— Supplied passage —
......

The weather station is anticipated to be installed over the summer.

Monitoring Forests for Species and Age-Structured Biodiversity

Led by David Koch, PhD, assistant director of Wolter Woods and Prairies and associate professor of environmental science, this student research project will assess whether forest improvement management practices at Wolter Woods and Prairies has led to an increasing abundance of oak species on the property.

A variety of data will be gathered, from tree species to ground cover to canopy density collected with a densiometer, from 30 sites within the 16 forest management units at Wolter Woods and Prairies.

Assessing Bat Responses to Weather and Climate Variation

This project will assess phenological and activity responses of Iowa's nine bat species to short-term weather variation and long-term climate change. It's one of three projects at Wolter Woods and Prairies that will use AudioMoths, devices that record audible and ultrasonic frequencies, and Kaleidoscope Pro, software that allows users to sort, label, and identify bat identifications, bird songs, and frog calls.

Professor Zuercher and his students will utilize AudioMoths to record the vocalizations of bats at Wolter Woods and Prairies as well as similar sites in eastern Iowa. Recordings will begin at dusk and continue through dawn. They will be analyzed through Kaleidoscope Pro and modeled with local weather data for within-season assessment of bat responses to variation in conditions and for long-term responses to shifts in climate.

Measuring Bird Communities in Fragmented Landscapes

Guided by Professor Zuercher, this student research will assess the temporal and spatial variation of birds in response to fragmented forest and prairie habitats by comparing phenology and composition of the bird community at Wolter Woods and Prairies with bird communities from similar sites in eastern Iowa.

AudioMoths will record birds during the day and night, and Kaleidoscope Pro will analyze the recordings. Results will be modeled with forest fragment size, tree density, and canopy cover to evaluate the role of forest metrics on bird communities.

......

— Records provided —
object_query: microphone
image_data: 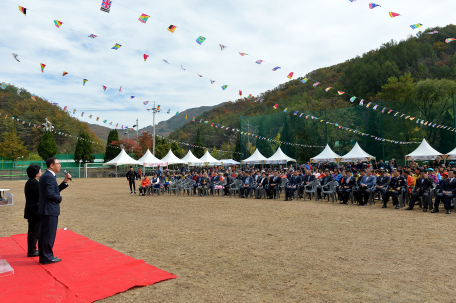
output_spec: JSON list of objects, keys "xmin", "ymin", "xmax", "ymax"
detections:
[{"xmin": 63, "ymin": 169, "xmax": 73, "ymax": 182}]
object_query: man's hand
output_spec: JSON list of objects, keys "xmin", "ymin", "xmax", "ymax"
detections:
[{"xmin": 64, "ymin": 174, "xmax": 71, "ymax": 183}]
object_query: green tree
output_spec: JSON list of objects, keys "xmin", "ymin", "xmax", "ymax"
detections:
[
  {"xmin": 0, "ymin": 127, "xmax": 28, "ymax": 167},
  {"xmin": 74, "ymin": 131, "xmax": 93, "ymax": 164},
  {"xmin": 105, "ymin": 129, "xmax": 120, "ymax": 162},
  {"xmin": 37, "ymin": 131, "xmax": 59, "ymax": 161},
  {"xmin": 192, "ymin": 128, "xmax": 204, "ymax": 158}
]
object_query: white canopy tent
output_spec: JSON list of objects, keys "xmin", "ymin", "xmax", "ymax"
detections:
[
  {"xmin": 199, "ymin": 150, "xmax": 222, "ymax": 165},
  {"xmin": 265, "ymin": 146, "xmax": 296, "ymax": 164},
  {"xmin": 162, "ymin": 149, "xmax": 185, "ymax": 166},
  {"xmin": 182, "ymin": 150, "xmax": 201, "ymax": 166},
  {"xmin": 241, "ymin": 148, "xmax": 268, "ymax": 164},
  {"xmin": 104, "ymin": 148, "xmax": 142, "ymax": 176},
  {"xmin": 138, "ymin": 149, "xmax": 166, "ymax": 167},
  {"xmin": 310, "ymin": 144, "xmax": 342, "ymax": 163},
  {"xmin": 405, "ymin": 139, "xmax": 442, "ymax": 160},
  {"xmin": 340, "ymin": 142, "xmax": 375, "ymax": 162},
  {"xmin": 220, "ymin": 159, "xmax": 241, "ymax": 165}
]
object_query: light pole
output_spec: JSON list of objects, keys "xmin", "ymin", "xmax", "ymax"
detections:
[{"xmin": 148, "ymin": 101, "xmax": 162, "ymax": 156}]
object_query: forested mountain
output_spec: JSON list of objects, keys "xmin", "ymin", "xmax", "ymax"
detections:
[
  {"xmin": 170, "ymin": 25, "xmax": 456, "ymax": 160},
  {"xmin": 0, "ymin": 84, "xmax": 105, "ymax": 154}
]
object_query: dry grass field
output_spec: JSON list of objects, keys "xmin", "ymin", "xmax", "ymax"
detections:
[{"xmin": 0, "ymin": 178, "xmax": 456, "ymax": 303}]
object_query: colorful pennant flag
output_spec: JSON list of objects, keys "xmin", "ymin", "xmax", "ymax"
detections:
[
  {"xmin": 19, "ymin": 6, "xmax": 27, "ymax": 16},
  {"xmin": 100, "ymin": 0, "xmax": 112, "ymax": 13},
  {"xmin": 196, "ymin": 36, "xmax": 206, "ymax": 45},
  {"xmin": 138, "ymin": 14, "xmax": 150, "ymax": 24}
]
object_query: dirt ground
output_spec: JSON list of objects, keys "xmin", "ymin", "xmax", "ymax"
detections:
[{"xmin": 0, "ymin": 178, "xmax": 456, "ymax": 303}]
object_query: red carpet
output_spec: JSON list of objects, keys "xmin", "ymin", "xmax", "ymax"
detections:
[{"xmin": 0, "ymin": 230, "xmax": 176, "ymax": 302}]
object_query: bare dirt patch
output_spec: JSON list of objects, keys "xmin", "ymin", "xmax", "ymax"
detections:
[{"xmin": 0, "ymin": 178, "xmax": 456, "ymax": 302}]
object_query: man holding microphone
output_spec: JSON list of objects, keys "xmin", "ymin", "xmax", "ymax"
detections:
[{"xmin": 38, "ymin": 157, "xmax": 71, "ymax": 264}]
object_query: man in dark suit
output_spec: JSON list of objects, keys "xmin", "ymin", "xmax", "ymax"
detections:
[
  {"xmin": 266, "ymin": 170, "xmax": 282, "ymax": 199},
  {"xmin": 38, "ymin": 157, "xmax": 71, "ymax": 264},
  {"xmin": 431, "ymin": 170, "xmax": 456, "ymax": 214},
  {"xmin": 24, "ymin": 164, "xmax": 41, "ymax": 257},
  {"xmin": 339, "ymin": 170, "xmax": 356, "ymax": 204},
  {"xmin": 255, "ymin": 172, "xmax": 269, "ymax": 199},
  {"xmin": 406, "ymin": 170, "xmax": 434, "ymax": 212},
  {"xmin": 285, "ymin": 171, "xmax": 302, "ymax": 201}
]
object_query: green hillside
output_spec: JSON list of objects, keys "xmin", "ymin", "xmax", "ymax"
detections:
[
  {"xmin": 170, "ymin": 25, "xmax": 456, "ymax": 160},
  {"xmin": 0, "ymin": 84, "xmax": 105, "ymax": 154}
]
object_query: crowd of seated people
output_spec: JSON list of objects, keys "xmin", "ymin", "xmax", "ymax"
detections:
[{"xmin": 131, "ymin": 159, "xmax": 456, "ymax": 214}]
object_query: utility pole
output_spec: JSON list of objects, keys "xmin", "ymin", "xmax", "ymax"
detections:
[{"xmin": 148, "ymin": 101, "xmax": 161, "ymax": 156}]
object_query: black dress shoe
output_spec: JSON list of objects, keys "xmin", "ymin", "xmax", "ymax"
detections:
[
  {"xmin": 27, "ymin": 251, "xmax": 39, "ymax": 258},
  {"xmin": 41, "ymin": 258, "xmax": 62, "ymax": 265}
]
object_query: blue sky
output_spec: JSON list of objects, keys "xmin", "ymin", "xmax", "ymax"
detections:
[{"xmin": 0, "ymin": 0, "xmax": 456, "ymax": 128}]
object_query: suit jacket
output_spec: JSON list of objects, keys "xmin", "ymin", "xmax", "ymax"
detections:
[
  {"xmin": 377, "ymin": 176, "xmax": 391, "ymax": 189},
  {"xmin": 24, "ymin": 179, "xmax": 41, "ymax": 220},
  {"xmin": 415, "ymin": 178, "xmax": 434, "ymax": 193},
  {"xmin": 38, "ymin": 170, "xmax": 68, "ymax": 217}
]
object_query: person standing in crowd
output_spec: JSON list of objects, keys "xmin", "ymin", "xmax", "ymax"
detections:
[
  {"xmin": 266, "ymin": 170, "xmax": 282, "ymax": 199},
  {"xmin": 382, "ymin": 168, "xmax": 407, "ymax": 209},
  {"xmin": 353, "ymin": 168, "xmax": 376, "ymax": 206},
  {"xmin": 125, "ymin": 166, "xmax": 138, "ymax": 194},
  {"xmin": 38, "ymin": 157, "xmax": 71, "ymax": 264},
  {"xmin": 431, "ymin": 170, "xmax": 456, "ymax": 214},
  {"xmin": 139, "ymin": 175, "xmax": 150, "ymax": 196},
  {"xmin": 24, "ymin": 164, "xmax": 41, "ymax": 257},
  {"xmin": 339, "ymin": 170, "xmax": 356, "ymax": 204},
  {"xmin": 406, "ymin": 170, "xmax": 433, "ymax": 212}
]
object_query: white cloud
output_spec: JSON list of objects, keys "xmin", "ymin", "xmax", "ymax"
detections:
[{"xmin": 0, "ymin": 0, "xmax": 456, "ymax": 131}]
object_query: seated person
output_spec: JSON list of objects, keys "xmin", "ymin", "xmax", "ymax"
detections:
[{"xmin": 139, "ymin": 175, "xmax": 150, "ymax": 196}]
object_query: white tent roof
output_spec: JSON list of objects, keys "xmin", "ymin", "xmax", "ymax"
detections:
[
  {"xmin": 310, "ymin": 144, "xmax": 342, "ymax": 163},
  {"xmin": 182, "ymin": 150, "xmax": 201, "ymax": 165},
  {"xmin": 241, "ymin": 148, "xmax": 268, "ymax": 164},
  {"xmin": 103, "ymin": 148, "xmax": 142, "ymax": 166},
  {"xmin": 266, "ymin": 146, "xmax": 296, "ymax": 164},
  {"xmin": 220, "ymin": 159, "xmax": 241, "ymax": 165},
  {"xmin": 199, "ymin": 150, "xmax": 222, "ymax": 165},
  {"xmin": 162, "ymin": 149, "xmax": 185, "ymax": 165},
  {"xmin": 341, "ymin": 142, "xmax": 375, "ymax": 162},
  {"xmin": 138, "ymin": 149, "xmax": 166, "ymax": 167},
  {"xmin": 405, "ymin": 139, "xmax": 442, "ymax": 160}
]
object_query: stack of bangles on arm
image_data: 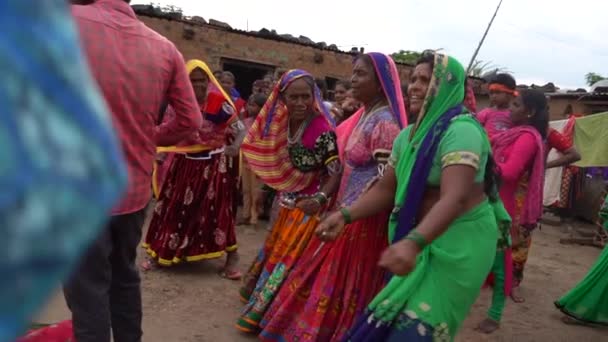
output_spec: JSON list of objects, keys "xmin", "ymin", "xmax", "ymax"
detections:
[
  {"xmin": 340, "ymin": 207, "xmax": 428, "ymax": 250},
  {"xmin": 405, "ymin": 229, "xmax": 428, "ymax": 250},
  {"xmin": 312, "ymin": 191, "xmax": 329, "ymax": 205}
]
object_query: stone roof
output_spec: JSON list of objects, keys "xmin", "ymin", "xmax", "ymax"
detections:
[{"xmin": 131, "ymin": 5, "xmax": 362, "ymax": 55}]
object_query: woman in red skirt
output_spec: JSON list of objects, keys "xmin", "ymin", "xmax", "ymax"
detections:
[
  {"xmin": 142, "ymin": 60, "xmax": 245, "ymax": 280},
  {"xmin": 257, "ymin": 53, "xmax": 407, "ymax": 341}
]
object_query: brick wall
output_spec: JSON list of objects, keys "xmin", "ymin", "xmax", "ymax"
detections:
[
  {"xmin": 139, "ymin": 15, "xmax": 490, "ymax": 99},
  {"xmin": 139, "ymin": 16, "xmax": 366, "ymax": 78}
]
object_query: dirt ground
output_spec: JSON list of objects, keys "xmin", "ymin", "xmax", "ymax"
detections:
[{"xmin": 37, "ymin": 212, "xmax": 608, "ymax": 342}]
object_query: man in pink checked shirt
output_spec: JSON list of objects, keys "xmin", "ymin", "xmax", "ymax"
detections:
[{"xmin": 64, "ymin": 0, "xmax": 202, "ymax": 342}]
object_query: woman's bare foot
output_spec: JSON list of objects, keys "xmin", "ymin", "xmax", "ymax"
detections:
[
  {"xmin": 139, "ymin": 258, "xmax": 156, "ymax": 271},
  {"xmin": 475, "ymin": 318, "xmax": 500, "ymax": 334},
  {"xmin": 511, "ymin": 287, "xmax": 526, "ymax": 303},
  {"xmin": 220, "ymin": 252, "xmax": 243, "ymax": 280}
]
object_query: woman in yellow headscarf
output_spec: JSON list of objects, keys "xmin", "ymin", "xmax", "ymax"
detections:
[{"xmin": 142, "ymin": 60, "xmax": 245, "ymax": 279}]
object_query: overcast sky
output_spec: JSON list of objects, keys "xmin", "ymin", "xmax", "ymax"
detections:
[{"xmin": 132, "ymin": 0, "xmax": 608, "ymax": 88}]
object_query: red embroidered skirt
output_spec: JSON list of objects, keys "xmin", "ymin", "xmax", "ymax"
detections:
[{"xmin": 143, "ymin": 153, "xmax": 238, "ymax": 266}]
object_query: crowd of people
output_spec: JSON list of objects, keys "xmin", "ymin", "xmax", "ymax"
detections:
[{"xmin": 16, "ymin": 0, "xmax": 608, "ymax": 342}]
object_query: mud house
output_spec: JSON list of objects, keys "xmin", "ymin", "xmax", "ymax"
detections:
[{"xmin": 133, "ymin": 5, "xmax": 490, "ymax": 97}]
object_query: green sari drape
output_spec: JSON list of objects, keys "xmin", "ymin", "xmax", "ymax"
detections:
[{"xmin": 351, "ymin": 54, "xmax": 510, "ymax": 341}]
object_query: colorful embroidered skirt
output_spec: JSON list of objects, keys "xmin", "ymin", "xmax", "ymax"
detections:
[
  {"xmin": 260, "ymin": 214, "xmax": 388, "ymax": 341},
  {"xmin": 344, "ymin": 202, "xmax": 498, "ymax": 342},
  {"xmin": 555, "ymin": 247, "xmax": 608, "ymax": 325},
  {"xmin": 236, "ymin": 208, "xmax": 319, "ymax": 333},
  {"xmin": 143, "ymin": 153, "xmax": 238, "ymax": 266}
]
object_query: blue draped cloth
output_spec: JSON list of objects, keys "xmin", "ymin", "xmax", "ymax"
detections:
[{"xmin": 0, "ymin": 0, "xmax": 127, "ymax": 341}]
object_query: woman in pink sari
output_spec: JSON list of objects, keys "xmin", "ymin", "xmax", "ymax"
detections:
[
  {"xmin": 479, "ymin": 90, "xmax": 549, "ymax": 333},
  {"xmin": 260, "ymin": 53, "xmax": 407, "ymax": 341}
]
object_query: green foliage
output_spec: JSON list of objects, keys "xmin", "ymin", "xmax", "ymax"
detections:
[
  {"xmin": 391, "ymin": 50, "xmax": 422, "ymax": 64},
  {"xmin": 585, "ymin": 72, "xmax": 608, "ymax": 87}
]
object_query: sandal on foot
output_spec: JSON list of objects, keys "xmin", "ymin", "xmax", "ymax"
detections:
[{"xmin": 220, "ymin": 270, "xmax": 243, "ymax": 280}]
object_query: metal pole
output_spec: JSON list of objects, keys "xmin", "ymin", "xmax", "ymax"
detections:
[{"xmin": 467, "ymin": 0, "xmax": 502, "ymax": 75}]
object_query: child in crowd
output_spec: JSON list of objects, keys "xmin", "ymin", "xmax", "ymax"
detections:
[
  {"xmin": 477, "ymin": 74, "xmax": 517, "ymax": 139},
  {"xmin": 239, "ymin": 93, "xmax": 267, "ymax": 225}
]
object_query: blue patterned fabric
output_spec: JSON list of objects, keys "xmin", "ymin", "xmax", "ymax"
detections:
[{"xmin": 0, "ymin": 0, "xmax": 127, "ymax": 341}]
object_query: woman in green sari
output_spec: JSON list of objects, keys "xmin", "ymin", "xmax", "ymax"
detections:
[
  {"xmin": 317, "ymin": 53, "xmax": 510, "ymax": 342},
  {"xmin": 555, "ymin": 195, "xmax": 608, "ymax": 325}
]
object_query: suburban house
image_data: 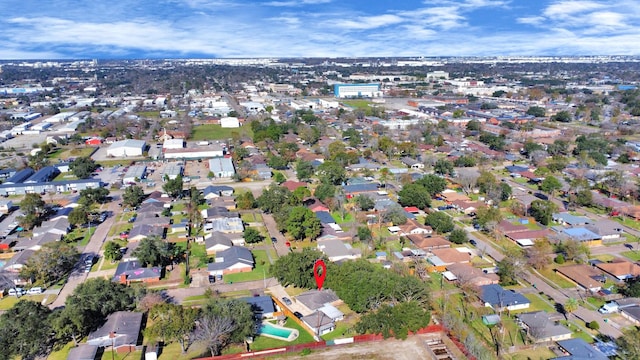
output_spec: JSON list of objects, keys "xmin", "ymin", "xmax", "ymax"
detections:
[
  {"xmin": 596, "ymin": 258, "xmax": 640, "ymax": 281},
  {"xmin": 300, "ymin": 311, "xmax": 336, "ymax": 336},
  {"xmin": 207, "ymin": 246, "xmax": 255, "ymax": 276},
  {"xmin": 113, "ymin": 260, "xmax": 162, "ymax": 285},
  {"xmin": 204, "ymin": 231, "xmax": 233, "ymax": 255},
  {"xmin": 480, "ymin": 284, "xmax": 531, "ymax": 311},
  {"xmin": 443, "ymin": 264, "xmax": 500, "ymax": 286},
  {"xmin": 87, "ymin": 311, "xmax": 143, "ymax": 352},
  {"xmin": 67, "ymin": 344, "xmax": 98, "ymax": 360},
  {"xmin": 556, "ymin": 338, "xmax": 609, "ymax": 360},
  {"xmin": 516, "ymin": 311, "xmax": 572, "ymax": 342},
  {"xmin": 317, "ymin": 240, "xmax": 362, "ymax": 262},
  {"xmin": 240, "ymin": 295, "xmax": 277, "ymax": 319},
  {"xmin": 557, "ymin": 264, "xmax": 607, "ymax": 292}
]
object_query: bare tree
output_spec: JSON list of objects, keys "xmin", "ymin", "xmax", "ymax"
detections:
[{"xmin": 194, "ymin": 314, "xmax": 237, "ymax": 356}]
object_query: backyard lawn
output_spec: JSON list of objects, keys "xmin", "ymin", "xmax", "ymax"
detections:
[
  {"xmin": 191, "ymin": 124, "xmax": 253, "ymax": 141},
  {"xmin": 224, "ymin": 250, "xmax": 271, "ymax": 283}
]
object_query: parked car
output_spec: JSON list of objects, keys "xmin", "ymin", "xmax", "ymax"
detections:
[
  {"xmin": 8, "ymin": 288, "xmax": 26, "ymax": 297},
  {"xmin": 27, "ymin": 286, "xmax": 43, "ymax": 295}
]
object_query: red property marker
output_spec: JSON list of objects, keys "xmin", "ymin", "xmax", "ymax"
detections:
[{"xmin": 313, "ymin": 260, "xmax": 327, "ymax": 290}]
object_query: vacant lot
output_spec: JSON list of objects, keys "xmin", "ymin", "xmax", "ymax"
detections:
[{"xmin": 191, "ymin": 124, "xmax": 253, "ymax": 141}]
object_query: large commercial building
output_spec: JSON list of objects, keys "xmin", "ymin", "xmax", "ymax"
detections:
[
  {"xmin": 107, "ymin": 139, "xmax": 147, "ymax": 157},
  {"xmin": 333, "ymin": 84, "xmax": 382, "ymax": 99}
]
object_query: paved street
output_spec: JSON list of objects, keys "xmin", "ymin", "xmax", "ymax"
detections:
[
  {"xmin": 469, "ymin": 234, "xmax": 622, "ymax": 338},
  {"xmin": 49, "ymin": 194, "xmax": 120, "ymax": 309}
]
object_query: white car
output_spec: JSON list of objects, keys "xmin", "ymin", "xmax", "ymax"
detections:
[
  {"xmin": 27, "ymin": 286, "xmax": 43, "ymax": 295},
  {"xmin": 8, "ymin": 288, "xmax": 25, "ymax": 297}
]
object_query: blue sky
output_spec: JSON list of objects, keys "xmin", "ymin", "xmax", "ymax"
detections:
[{"xmin": 0, "ymin": 0, "xmax": 640, "ymax": 59}]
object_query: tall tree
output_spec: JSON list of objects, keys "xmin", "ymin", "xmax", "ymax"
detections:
[
  {"xmin": 194, "ymin": 298, "xmax": 255, "ymax": 356},
  {"xmin": 122, "ymin": 185, "xmax": 145, "ymax": 207},
  {"xmin": 145, "ymin": 303, "xmax": 198, "ymax": 353},
  {"xmin": 162, "ymin": 175, "xmax": 184, "ymax": 199},
  {"xmin": 20, "ymin": 241, "xmax": 80, "ymax": 285},
  {"xmin": 69, "ymin": 156, "xmax": 100, "ymax": 179},
  {"xmin": 0, "ymin": 300, "xmax": 53, "ymax": 360},
  {"xmin": 132, "ymin": 237, "xmax": 173, "ymax": 266}
]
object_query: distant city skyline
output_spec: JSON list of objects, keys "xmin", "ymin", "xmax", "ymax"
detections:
[{"xmin": 0, "ymin": 0, "xmax": 640, "ymax": 60}]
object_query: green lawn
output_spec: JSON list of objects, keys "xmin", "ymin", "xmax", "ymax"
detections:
[
  {"xmin": 620, "ymin": 250, "xmax": 640, "ymax": 261},
  {"xmin": 251, "ymin": 319, "xmax": 314, "ymax": 351},
  {"xmin": 191, "ymin": 124, "xmax": 253, "ymax": 141},
  {"xmin": 524, "ymin": 294, "xmax": 556, "ymax": 313},
  {"xmin": 538, "ymin": 268, "xmax": 576, "ymax": 289},
  {"xmin": 224, "ymin": 250, "xmax": 271, "ymax": 283}
]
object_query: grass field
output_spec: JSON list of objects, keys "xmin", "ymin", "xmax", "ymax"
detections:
[
  {"xmin": 224, "ymin": 250, "xmax": 271, "ymax": 283},
  {"xmin": 191, "ymin": 124, "xmax": 253, "ymax": 141}
]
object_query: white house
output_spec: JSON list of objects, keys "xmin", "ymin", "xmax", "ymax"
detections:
[
  {"xmin": 107, "ymin": 139, "xmax": 147, "ymax": 157},
  {"xmin": 220, "ymin": 116, "xmax": 240, "ymax": 128}
]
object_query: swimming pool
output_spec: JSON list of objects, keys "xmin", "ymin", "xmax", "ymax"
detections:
[{"xmin": 260, "ymin": 322, "xmax": 298, "ymax": 341}]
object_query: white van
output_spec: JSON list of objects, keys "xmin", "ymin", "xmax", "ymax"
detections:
[
  {"xmin": 27, "ymin": 286, "xmax": 43, "ymax": 295},
  {"xmin": 9, "ymin": 288, "xmax": 25, "ymax": 297}
]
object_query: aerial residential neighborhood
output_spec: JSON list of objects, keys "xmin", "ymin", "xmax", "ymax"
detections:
[{"xmin": 0, "ymin": 57, "xmax": 640, "ymax": 359}]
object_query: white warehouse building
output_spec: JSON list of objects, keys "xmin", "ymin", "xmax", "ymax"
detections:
[
  {"xmin": 333, "ymin": 84, "xmax": 382, "ymax": 99},
  {"xmin": 107, "ymin": 139, "xmax": 147, "ymax": 157}
]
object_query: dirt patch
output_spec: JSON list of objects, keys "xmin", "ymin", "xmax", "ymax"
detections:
[{"xmin": 287, "ymin": 334, "xmax": 465, "ymax": 360}]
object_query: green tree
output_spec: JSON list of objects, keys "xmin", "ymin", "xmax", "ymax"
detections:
[
  {"xmin": 318, "ymin": 160, "xmax": 347, "ymax": 185},
  {"xmin": 20, "ymin": 241, "xmax": 80, "ymax": 285},
  {"xmin": 63, "ymin": 278, "xmax": 135, "ymax": 338},
  {"xmin": 271, "ymin": 248, "xmax": 331, "ymax": 289},
  {"xmin": 433, "ymin": 159, "xmax": 453, "ymax": 175},
  {"xmin": 236, "ymin": 191, "xmax": 257, "ymax": 210},
  {"xmin": 104, "ymin": 241, "xmax": 122, "ymax": 263},
  {"xmin": 398, "ymin": 183, "xmax": 431, "ymax": 209},
  {"xmin": 162, "ymin": 175, "xmax": 184, "ymax": 199},
  {"xmin": 132, "ymin": 237, "xmax": 173, "ymax": 266},
  {"xmin": 244, "ymin": 227, "xmax": 264, "ymax": 244},
  {"xmin": 0, "ymin": 300, "xmax": 53, "ymax": 360},
  {"xmin": 354, "ymin": 194, "xmax": 376, "ymax": 211},
  {"xmin": 355, "ymin": 301, "xmax": 431, "ymax": 340},
  {"xmin": 273, "ymin": 171, "xmax": 287, "ymax": 185},
  {"xmin": 257, "ymin": 184, "xmax": 294, "ymax": 214},
  {"xmin": 78, "ymin": 187, "xmax": 109, "ymax": 208},
  {"xmin": 68, "ymin": 206, "xmax": 89, "ymax": 226},
  {"xmin": 358, "ymin": 226, "xmax": 373, "ymax": 242},
  {"xmin": 122, "ymin": 185, "xmax": 145, "ymax": 208},
  {"xmin": 69, "ymin": 156, "xmax": 100, "ymax": 179},
  {"xmin": 449, "ymin": 229, "xmax": 469, "ymax": 244},
  {"xmin": 529, "ymin": 200, "xmax": 558, "ymax": 225},
  {"xmin": 194, "ymin": 298, "xmax": 255, "ymax": 356},
  {"xmin": 296, "ymin": 160, "xmax": 315, "ymax": 181},
  {"xmin": 144, "ymin": 303, "xmax": 199, "ymax": 354},
  {"xmin": 424, "ymin": 212, "xmax": 454, "ymax": 234},
  {"xmin": 540, "ymin": 175, "xmax": 562, "ymax": 199},
  {"xmin": 415, "ymin": 174, "xmax": 447, "ymax": 196},
  {"xmin": 286, "ymin": 206, "xmax": 322, "ymax": 240}
]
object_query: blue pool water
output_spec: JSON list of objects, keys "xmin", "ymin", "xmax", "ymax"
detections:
[{"xmin": 260, "ymin": 323, "xmax": 293, "ymax": 339}]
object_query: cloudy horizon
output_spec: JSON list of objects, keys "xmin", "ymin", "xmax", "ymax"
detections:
[{"xmin": 0, "ymin": 0, "xmax": 640, "ymax": 60}]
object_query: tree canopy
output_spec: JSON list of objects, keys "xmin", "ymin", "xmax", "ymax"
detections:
[{"xmin": 69, "ymin": 156, "xmax": 100, "ymax": 179}]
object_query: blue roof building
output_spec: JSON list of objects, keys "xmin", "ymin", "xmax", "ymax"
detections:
[
  {"xmin": 480, "ymin": 284, "xmax": 531, "ymax": 311},
  {"xmin": 555, "ymin": 338, "xmax": 609, "ymax": 360},
  {"xmin": 4, "ymin": 168, "xmax": 35, "ymax": 184},
  {"xmin": 24, "ymin": 166, "xmax": 60, "ymax": 183}
]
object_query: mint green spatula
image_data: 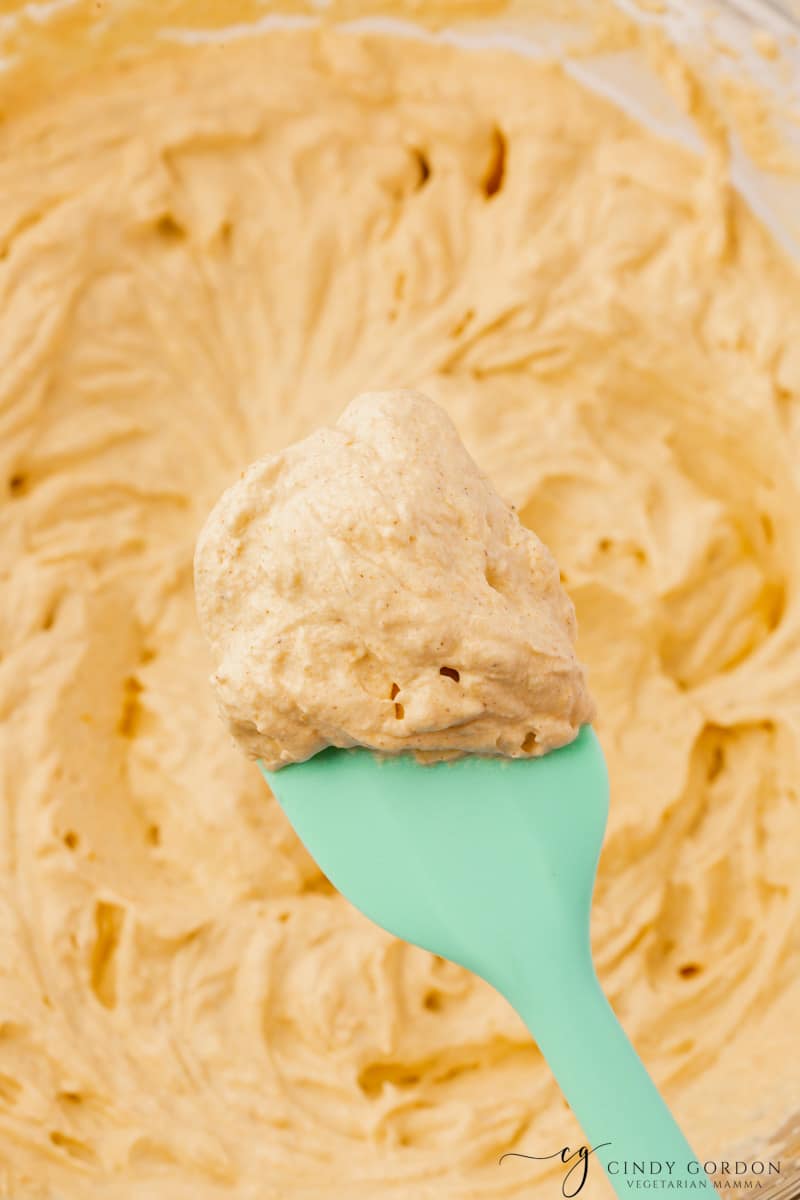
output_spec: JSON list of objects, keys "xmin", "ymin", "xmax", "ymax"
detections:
[{"xmin": 264, "ymin": 727, "xmax": 710, "ymax": 1198}]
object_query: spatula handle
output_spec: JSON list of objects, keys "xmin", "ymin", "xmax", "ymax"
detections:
[{"xmin": 509, "ymin": 953, "xmax": 714, "ymax": 1200}]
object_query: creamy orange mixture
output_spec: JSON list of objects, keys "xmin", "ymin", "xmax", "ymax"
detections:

......

— Task list —
a: Return the part of the Wolter Woods research text between "Guided by Professor" and "from similar sites in eastern Iowa.", inclusive, copying it word for word.
b: According to the Wolter Woods research text, what instrument is used to collect canopy density data?

— Expected responses —
a:
Guided by Professor Zuercher, this student research will assess the temporal and spatial variation of birds in response to fragmented forest and prairie habitats by comparing phenology and composition of the bird community at Wolter Woods and Prairies with bird communities from similar sites in eastern Iowa.

b: A densiometer.